• [Gegebene Aufgabe a] In welchem Jahr wurde der ehemalige Schopf des unteren Zollhauses laut dem Text über das Gebäude mit einem Lukarnenaufbau versehen?

• [Textabschnitt]
<<<<

Eine Renovation des Hauses fand nach wohl in der Zeit um 1920/30 statt, aus der Fenster und andere Bauteile stammen. 1989/90 erfolgte ein schonender Umbau des alten Wohnhauses, wobei der alte Treppenaufgang aus der Küche aufgegeben und stattdessen ein neuer Zugang ins Obergeschoss im ehemaligen Tenn an der westlichen Traufseite geschaffen wurde. 1991/92 wurde der seeseitige Schopfanbau nach Befund originalgetreu rekonstruiert und gleichzeitig in Anlehnung an eine vermutete frühere Situation eine verbretterte Flugpfettenkonstruktion geschaffen [3]. 2016 versah man den ehemaligen Schopf mit einem Lukarnenaufbau.
Beschreibung:Das „untere Zollhaus“ markierte zu seiner Entstehungszeit den südlichen Rand des Dorfkerns von Beinwil. Mit der Giebelfront wendet es sich zum steil ansteigenden „Gässli“, das zu seiner Entstehungszeit die untere Landstrasse Richtung Mosen und Luzern bildete und sich an dieser Stelle wiederum in zwei Routen verzweigte; erst nachträglich kam das Gebäude in etwas abgesenkter Lage an die neu angelegte Luzernerstrasse zu liegen (vgl. Michaeliskarte in der Bilddokumentation). Es handelt sich um einen giebelbetonten zweigeschossigen Mauerbau unter einem geraden Gerschilddach. Die ründenartig verschalte und auf Bügen aufruhende Flugsparrenkonstruktion, die ebenso wie die zierförmig ausgesägten Ortbretter beim Umbau 1991/92 in Anlehnung an einen hypothetischen Ursprungszustand rekonstruiert wurden, geben dem Bau eine bernische Note (vgl. Zustand vor der Renovation 1991/92 in der Bilddokumentation). An beiden Traufseiten ist das Dach über unterschiedlich breite, hölzerne Schopfanbauten herabgeschleppt, von denen der bergseitige als kleinräumiges Tenn diente und noch eine alte vertikale Verbretterung besitzt. Der talseitige, der in seinem heutigen Bestand einer Rekonstruktion von 1991/92 entspricht, muss die im Brandkataster erwähnte Trotte beherbergt haben. Die Ausrichtung auf den Weinbau erklärt wohl auch das Fehlen eines Ökonomietrakts in den üblichen Dimensionen.

>>>>

• [Gegebene Aufgabe b] Ändere die Datensätze vom Anfang bis einschließlich der Zeile mit „[(427, 347), (406, 142), (595, 212), (16, 324), (344, 319)]“, indem du „Note for the class“ überall durch „Note for the group“ ersetzt und alles andere unverändert wiedergibst.

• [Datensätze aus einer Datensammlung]
<<<<

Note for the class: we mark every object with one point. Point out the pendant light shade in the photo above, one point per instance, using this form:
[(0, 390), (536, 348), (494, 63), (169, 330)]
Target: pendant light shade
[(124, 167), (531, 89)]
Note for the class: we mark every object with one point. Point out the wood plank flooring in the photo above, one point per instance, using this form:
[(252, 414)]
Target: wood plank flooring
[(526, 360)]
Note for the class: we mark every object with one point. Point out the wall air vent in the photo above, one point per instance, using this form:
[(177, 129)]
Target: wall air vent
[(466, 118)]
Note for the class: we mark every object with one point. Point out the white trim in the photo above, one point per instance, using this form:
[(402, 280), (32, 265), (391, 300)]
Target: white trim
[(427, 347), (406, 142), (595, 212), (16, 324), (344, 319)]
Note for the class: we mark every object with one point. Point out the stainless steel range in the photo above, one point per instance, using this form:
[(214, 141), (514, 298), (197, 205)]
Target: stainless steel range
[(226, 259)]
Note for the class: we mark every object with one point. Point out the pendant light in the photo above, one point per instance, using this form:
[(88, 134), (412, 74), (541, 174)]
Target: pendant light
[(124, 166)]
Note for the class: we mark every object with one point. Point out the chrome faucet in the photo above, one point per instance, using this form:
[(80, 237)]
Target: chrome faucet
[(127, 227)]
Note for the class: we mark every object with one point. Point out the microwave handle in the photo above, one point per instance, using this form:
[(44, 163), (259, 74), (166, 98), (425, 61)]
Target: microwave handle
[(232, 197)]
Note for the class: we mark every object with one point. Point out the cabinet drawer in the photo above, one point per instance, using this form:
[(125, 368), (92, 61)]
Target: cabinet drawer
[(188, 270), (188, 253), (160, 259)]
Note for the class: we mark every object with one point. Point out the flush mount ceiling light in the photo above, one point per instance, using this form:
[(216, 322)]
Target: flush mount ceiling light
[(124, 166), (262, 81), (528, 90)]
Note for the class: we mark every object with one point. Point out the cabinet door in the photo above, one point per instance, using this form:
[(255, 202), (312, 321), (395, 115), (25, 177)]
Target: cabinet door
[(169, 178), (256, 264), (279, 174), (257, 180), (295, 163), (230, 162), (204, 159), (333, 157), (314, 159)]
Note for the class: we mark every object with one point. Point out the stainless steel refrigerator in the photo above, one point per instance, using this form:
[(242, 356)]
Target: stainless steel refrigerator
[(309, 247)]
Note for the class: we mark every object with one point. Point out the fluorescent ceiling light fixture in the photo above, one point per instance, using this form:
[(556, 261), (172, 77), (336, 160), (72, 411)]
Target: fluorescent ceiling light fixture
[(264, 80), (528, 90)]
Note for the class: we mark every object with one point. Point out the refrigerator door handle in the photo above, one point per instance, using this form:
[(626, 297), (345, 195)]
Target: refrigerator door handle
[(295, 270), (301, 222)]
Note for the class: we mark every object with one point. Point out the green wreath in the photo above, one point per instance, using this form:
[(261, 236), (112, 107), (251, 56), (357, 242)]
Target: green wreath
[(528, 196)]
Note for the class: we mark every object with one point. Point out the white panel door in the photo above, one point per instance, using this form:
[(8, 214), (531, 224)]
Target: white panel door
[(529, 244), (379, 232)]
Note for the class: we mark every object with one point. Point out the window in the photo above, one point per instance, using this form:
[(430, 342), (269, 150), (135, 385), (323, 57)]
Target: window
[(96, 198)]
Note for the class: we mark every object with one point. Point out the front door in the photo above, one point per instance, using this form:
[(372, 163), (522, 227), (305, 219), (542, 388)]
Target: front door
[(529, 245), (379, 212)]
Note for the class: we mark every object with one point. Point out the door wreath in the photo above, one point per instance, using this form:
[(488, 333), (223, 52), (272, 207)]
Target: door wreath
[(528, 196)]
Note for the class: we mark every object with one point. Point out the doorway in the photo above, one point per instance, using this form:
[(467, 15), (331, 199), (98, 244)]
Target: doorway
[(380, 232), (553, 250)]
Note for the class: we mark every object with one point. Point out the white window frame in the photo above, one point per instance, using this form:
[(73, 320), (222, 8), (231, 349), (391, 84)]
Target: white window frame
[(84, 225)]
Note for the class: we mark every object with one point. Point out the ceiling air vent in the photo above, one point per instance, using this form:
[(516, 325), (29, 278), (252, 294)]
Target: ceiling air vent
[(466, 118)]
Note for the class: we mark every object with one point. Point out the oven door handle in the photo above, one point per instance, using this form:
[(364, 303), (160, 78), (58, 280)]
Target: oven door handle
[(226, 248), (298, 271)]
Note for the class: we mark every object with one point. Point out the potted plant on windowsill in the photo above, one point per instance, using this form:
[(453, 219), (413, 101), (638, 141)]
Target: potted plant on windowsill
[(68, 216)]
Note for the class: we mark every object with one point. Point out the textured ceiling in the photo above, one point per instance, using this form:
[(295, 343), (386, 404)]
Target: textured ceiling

>>>>

• [Vollständige Ausgabe a] Im Jahr 2016.

• [Vollständige Ausgabe b]
Note for the group: we mark every object with one point. Point out the pendant light shade in the photo above, one point per instance, using this form:
[(0, 390), (536, 348), (494, 63), (169, 330)]
Target: pendant light shade
[(124, 167), (531, 89)]
Note for the group: we mark every object with one point. Point out the wood plank flooring in the photo above, one point per instance, using this form:
[(252, 414)]
Target: wood plank flooring
[(526, 360)]
Note for the group: we mark every object with one point. Point out the wall air vent in the photo above, one point per instance, using this form:
[(177, 129)]
Target: wall air vent
[(466, 118)]
Note for the group: we mark every object with one point. Point out the white trim in the photo above, one point per instance, using this form:
[(402, 280), (32, 265), (391, 300)]
Target: white trim
[(427, 347), (406, 142), (595, 212), (16, 324), (344, 319)]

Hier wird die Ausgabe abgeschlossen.